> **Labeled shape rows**
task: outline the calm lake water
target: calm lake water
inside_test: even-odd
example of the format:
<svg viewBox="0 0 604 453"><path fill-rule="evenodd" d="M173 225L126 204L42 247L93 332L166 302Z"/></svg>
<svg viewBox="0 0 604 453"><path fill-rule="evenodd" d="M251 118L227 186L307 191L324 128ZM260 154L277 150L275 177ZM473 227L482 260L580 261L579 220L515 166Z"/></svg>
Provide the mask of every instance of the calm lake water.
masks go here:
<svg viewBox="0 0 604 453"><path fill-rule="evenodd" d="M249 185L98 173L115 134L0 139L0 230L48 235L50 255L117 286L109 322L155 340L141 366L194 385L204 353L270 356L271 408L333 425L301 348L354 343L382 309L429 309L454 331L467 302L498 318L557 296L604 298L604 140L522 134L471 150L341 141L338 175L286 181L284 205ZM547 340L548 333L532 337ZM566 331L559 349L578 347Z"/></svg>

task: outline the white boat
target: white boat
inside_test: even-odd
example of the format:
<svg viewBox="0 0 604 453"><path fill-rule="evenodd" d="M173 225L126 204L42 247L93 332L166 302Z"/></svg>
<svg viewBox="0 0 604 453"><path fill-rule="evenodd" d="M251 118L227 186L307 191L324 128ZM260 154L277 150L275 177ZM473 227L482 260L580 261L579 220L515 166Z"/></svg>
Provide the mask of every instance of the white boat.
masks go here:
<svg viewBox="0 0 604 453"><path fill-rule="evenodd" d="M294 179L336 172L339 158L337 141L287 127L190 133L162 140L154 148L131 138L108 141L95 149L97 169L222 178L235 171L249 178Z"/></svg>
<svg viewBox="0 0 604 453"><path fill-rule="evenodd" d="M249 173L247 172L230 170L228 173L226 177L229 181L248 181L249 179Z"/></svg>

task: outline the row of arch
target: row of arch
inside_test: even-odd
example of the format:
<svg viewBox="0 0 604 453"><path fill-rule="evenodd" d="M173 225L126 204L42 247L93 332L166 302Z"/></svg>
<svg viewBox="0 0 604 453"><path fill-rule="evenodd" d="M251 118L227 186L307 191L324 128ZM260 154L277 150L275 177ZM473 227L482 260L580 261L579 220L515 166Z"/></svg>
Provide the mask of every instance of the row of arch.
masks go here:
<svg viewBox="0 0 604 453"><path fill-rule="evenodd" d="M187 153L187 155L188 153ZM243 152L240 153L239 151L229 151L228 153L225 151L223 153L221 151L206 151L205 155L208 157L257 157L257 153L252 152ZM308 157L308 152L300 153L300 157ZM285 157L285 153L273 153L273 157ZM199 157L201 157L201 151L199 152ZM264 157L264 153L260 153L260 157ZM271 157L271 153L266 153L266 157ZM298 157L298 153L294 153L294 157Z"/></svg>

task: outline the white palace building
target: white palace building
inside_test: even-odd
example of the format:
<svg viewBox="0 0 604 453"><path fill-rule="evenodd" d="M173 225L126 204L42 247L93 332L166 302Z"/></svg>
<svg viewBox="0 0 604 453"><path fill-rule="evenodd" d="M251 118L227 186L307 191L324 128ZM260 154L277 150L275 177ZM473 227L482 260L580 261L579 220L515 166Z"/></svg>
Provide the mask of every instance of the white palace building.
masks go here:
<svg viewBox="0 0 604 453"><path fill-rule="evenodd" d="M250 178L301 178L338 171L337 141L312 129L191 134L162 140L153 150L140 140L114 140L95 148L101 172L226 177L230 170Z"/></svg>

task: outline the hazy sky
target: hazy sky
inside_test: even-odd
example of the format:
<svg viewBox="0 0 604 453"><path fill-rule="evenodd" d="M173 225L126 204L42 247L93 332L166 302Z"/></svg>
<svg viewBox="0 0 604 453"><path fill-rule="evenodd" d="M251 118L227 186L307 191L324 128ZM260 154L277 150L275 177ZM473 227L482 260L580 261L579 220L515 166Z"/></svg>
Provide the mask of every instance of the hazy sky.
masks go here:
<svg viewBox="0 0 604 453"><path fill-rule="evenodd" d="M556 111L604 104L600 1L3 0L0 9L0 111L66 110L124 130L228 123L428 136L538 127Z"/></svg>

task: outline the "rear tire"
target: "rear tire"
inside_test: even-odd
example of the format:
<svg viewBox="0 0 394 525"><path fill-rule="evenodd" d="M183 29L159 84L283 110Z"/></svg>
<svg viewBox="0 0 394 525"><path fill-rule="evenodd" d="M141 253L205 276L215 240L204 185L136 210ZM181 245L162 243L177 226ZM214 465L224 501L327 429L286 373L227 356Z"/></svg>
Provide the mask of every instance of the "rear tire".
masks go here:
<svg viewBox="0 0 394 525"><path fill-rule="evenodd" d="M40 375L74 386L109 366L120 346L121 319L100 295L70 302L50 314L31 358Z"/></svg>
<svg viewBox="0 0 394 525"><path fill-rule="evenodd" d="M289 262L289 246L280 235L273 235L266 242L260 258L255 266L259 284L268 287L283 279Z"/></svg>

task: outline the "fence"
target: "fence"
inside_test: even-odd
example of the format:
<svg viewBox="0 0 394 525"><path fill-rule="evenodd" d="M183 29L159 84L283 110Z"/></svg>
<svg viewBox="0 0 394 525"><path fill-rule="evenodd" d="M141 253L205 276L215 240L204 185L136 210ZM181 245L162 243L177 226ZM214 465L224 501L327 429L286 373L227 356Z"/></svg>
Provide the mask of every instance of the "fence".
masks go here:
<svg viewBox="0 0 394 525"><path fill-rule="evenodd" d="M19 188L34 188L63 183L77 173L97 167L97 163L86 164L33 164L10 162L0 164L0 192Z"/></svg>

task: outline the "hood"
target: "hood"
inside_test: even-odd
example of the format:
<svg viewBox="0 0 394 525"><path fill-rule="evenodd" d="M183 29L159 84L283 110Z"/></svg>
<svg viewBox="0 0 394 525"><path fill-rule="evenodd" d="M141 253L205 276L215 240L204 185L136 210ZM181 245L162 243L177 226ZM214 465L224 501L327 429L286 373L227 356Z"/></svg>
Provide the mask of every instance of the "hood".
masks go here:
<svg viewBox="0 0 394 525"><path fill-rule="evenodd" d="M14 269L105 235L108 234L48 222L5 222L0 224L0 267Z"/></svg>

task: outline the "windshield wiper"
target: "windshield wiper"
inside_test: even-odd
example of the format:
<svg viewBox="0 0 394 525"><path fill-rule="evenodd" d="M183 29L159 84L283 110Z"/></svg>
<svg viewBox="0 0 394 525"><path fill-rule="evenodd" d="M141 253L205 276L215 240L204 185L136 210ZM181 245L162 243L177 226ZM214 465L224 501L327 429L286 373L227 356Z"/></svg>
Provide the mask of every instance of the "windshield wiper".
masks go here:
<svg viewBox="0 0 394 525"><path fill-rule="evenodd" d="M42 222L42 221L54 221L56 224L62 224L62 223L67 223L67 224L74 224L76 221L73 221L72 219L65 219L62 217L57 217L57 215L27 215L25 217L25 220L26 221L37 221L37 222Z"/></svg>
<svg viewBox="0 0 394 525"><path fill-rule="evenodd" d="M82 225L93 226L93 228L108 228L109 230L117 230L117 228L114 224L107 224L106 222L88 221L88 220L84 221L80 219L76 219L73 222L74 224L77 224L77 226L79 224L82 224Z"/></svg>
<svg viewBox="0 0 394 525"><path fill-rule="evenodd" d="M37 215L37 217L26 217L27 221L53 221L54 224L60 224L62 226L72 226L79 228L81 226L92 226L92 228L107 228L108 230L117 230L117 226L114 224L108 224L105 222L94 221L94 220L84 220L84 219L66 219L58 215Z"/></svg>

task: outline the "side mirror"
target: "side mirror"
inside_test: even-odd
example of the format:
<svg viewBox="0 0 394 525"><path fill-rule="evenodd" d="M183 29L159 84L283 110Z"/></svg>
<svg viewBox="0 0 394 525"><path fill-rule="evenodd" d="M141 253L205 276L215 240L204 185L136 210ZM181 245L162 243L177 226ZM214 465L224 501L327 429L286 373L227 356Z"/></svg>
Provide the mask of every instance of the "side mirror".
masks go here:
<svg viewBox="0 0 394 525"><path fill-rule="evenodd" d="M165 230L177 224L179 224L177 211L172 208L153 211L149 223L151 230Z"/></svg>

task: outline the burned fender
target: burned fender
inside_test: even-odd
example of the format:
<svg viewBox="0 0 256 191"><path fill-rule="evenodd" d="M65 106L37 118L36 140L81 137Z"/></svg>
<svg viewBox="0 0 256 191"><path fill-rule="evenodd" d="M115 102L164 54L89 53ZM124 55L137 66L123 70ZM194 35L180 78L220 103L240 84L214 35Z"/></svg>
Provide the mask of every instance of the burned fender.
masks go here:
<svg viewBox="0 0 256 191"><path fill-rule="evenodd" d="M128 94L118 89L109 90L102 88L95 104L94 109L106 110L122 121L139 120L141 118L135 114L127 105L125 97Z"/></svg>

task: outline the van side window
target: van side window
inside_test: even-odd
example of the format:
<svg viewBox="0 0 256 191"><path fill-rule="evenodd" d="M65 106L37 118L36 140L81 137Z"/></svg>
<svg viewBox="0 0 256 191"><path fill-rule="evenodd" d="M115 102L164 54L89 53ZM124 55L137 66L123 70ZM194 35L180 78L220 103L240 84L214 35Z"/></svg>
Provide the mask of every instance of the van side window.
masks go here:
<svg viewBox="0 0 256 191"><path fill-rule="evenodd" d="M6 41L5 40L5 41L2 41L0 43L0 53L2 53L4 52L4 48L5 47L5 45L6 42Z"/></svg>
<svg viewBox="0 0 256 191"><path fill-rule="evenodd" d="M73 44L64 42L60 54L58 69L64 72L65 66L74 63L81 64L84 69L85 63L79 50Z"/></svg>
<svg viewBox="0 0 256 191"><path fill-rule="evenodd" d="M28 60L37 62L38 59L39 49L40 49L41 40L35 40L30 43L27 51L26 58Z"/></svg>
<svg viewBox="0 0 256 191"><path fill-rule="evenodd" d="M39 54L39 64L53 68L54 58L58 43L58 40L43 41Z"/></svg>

> **PROBLEM STATEMENT**
Convert the rows from the line with "task: outline the row of arch" up to and including the line with "178L301 178L338 171L337" into a JSON list of strings, one string per line, with blank lines omitted.

> **ANSWER TO THIS TASK**
[
  "task: outline the row of arch",
  "target: row of arch",
  "inside_test: even-odd",
  "example of the format:",
  "<svg viewBox=\"0 0 604 453\"><path fill-rule=\"evenodd\" d=\"M173 225L126 204L42 247L93 332L166 302Z\"/></svg>",
  "<svg viewBox=\"0 0 604 453\"><path fill-rule=\"evenodd\" d=\"M251 118L227 186L307 191L324 128ZM260 154L277 150L275 177ZM473 227L482 260L580 261L579 220L515 166Z\"/></svg>",
  "Provide the mask of every instance of the row of arch.",
  "masks go here:",
  "<svg viewBox=\"0 0 604 453\"><path fill-rule=\"evenodd\" d=\"M187 153L187 155L188 153ZM243 152L240 153L239 151L229 151L228 153L225 151L223 153L221 151L206 151L205 155L208 157L257 157L257 153L252 152ZM308 157L308 152L300 153L300 157ZM285 157L285 153L273 153L273 157ZM199 157L201 157L201 151L199 152ZM264 157L264 153L260 153L260 157ZM271 157L271 153L266 153L266 157ZM298 157L298 153L294 153L294 157Z\"/></svg>",
  "task: outline the white palace building",
  "target: white palace building",
  "inside_test: even-odd",
  "example of the format:",
  "<svg viewBox=\"0 0 604 453\"><path fill-rule=\"evenodd\" d=\"M173 225L126 204L42 247L93 332L166 302Z\"/></svg>",
  "<svg viewBox=\"0 0 604 453\"><path fill-rule=\"evenodd\" d=\"M251 118L227 186L307 191L324 128ZM260 154L277 150L275 177ZM473 227L482 260L580 261L579 220L515 166Z\"/></svg>",
  "Provide the mask of every instance of the white palace building.",
  "masks go here:",
  "<svg viewBox=\"0 0 604 453\"><path fill-rule=\"evenodd\" d=\"M250 178L301 178L338 171L337 141L312 129L191 134L162 140L153 150L140 140L114 140L95 148L101 172L226 177L230 170Z\"/></svg>"
]